▶ **設問**
(a) 以下の抜粋に照らして、次の(i)〜(iii)が内容と一致するかを判定してください。各項目に「はい」か「いいえ」で答え、判断の根拠となる抜粋の語句をそのまま引用すること。
(i) ダレン氏と出演者は、1カ月間のワークショップを通じて脚本を作り上げた。
(ii) 入江氏は、ワークショップで自分自身の性体験については語らなかった。
(iii) 出演者は、世代や性的指向、ジェンダーの面で似通った顔ぶれだった。
(b) 以下の抜粋のうち、「入江:僕も参加し、話し合いを」から始めて「恥心がなくなっていきました。」までの部分を一字一句そのまま書き写してください。
(c) 以下の抜粋にある一文「皆が自分の性体験を他人に話し始めると、不思議と自分も語れるようになるんです。」を英語に訳してください。

▶ **抜粋**
»»

青木透(以下、青木):ダレン氏を中心とするアーティスト集団「ママリアン・ダイビング・リフレックス」は、性体験を切り口に、高齢者が人生を語る演目を世界各地で行っています。さまざまな経験を持つ人生の先輩たちは、社会通念の在り方や変化に対して独自の視点を持つ方々ばかり。性体験を切り口に、その視点が浮き彫りになっていきます。
——ダレン氏と出演者は、1カ月間のワークショップを通じて脚本を練り上げた。
入江:僕も参加し、話し合いを重ねながら、センシティブな記憶を出し合ってきました。心を柔らかくするうえで、僕自身の性体験も話しました。面白かったのは、虚構と事実の狭間のグレーな部分が、ダレン氏によって解きほぐされていったこと。出演者には「こう見られたい」という思いが働きがちですが、そこを見抜かれてしまうんです。
——自らのセックスについて語るのは、老若男女、性的指向を問わず羞恥を伴う。
入江:皆が自分の性体験を他人に話し始めると、不思議と自分も語れるようになるんです。世代や性的指向、ジェンダーが多彩な面々が、「あの人がここまで言ってくれたし、僕も」というように、「対話」を通じて羞恥心がなくなっていきました。

««

[バウンディングボックスのラベル付け用エントリ]
»»

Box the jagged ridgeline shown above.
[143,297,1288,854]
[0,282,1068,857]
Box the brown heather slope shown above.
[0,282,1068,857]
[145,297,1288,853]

««

▶ **解答**
(a)
(i) はい:「ダレン氏と出演者は、1カ月間のワークショップを通じて脚本を練り上げた。」
(ii) いいえ:「僕自身の性体験も話しました。」
(iii) いいえ:「世代や性的指向、ジェンダーが多彩な面々が」

(b)
入江:僕も参加し、話し合いを重ねながら、センシティブな記憶を出し合ってきました。心を柔らかくするうえで、僕自身の性体験も話しました。面白かったのは、虚構と事実の狭間のグレーな部分が、ダレン氏によって解きほぐされていったこと。出演者には「こう見られたい」という思いが働きがちですが、そこを見抜かれてしまうんです。
——自らのセックスについて語るのは、老若男女、性的指向を問わず羞恥を伴う。
入江:皆が自分の性体験を他人に話し始めると、不思議と自分も語れるようになるんです。世代や性的指向、ジェンダーが多彩な面々が、「あの人がここまで言ってくれたし、僕も」というように、「対話」を通じて羞恥心がなくなっていきました。

(c) When everyone starts telling others about their own sexual experiences, strangely enough, you find that you can talk about yours too.